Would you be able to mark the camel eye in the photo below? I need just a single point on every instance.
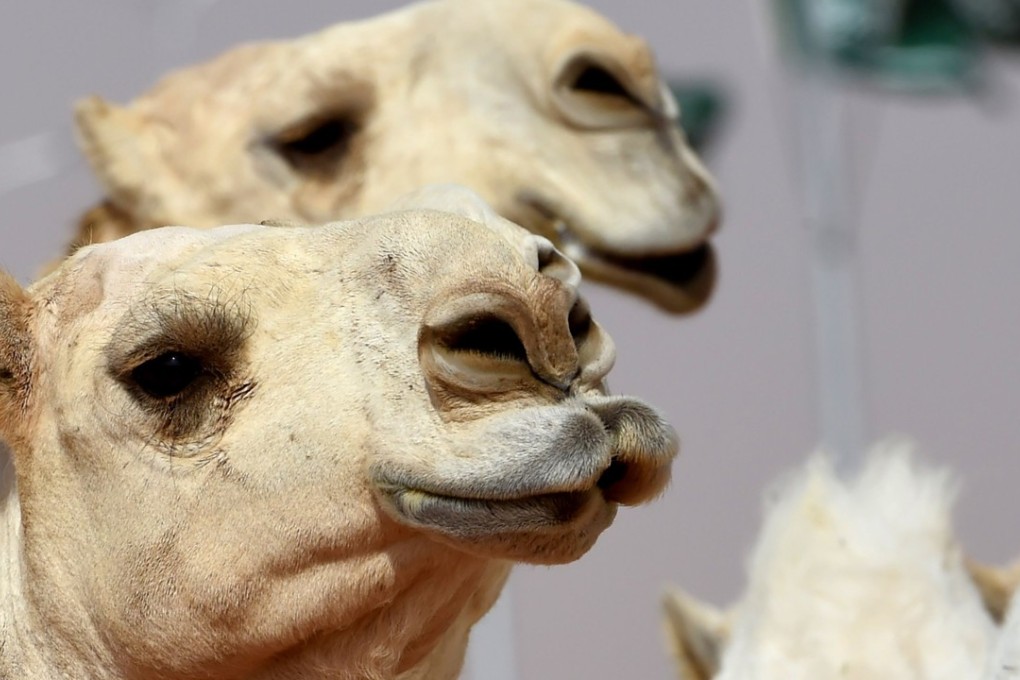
(598, 81)
(310, 143)
(167, 375)
(489, 336)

-=-=-

### やること
上の項目の行を依頼文も含めてすべて書き直し、回答にある座標の数値それぞれに-143を加えてください。画像は出力に含めないでください。

### 最終回答
Would you be able to mark the camel eye in the photo below? I need just a single point on every instance.
(455, -62)
(167, 0)
(24, 232)
(346, 193)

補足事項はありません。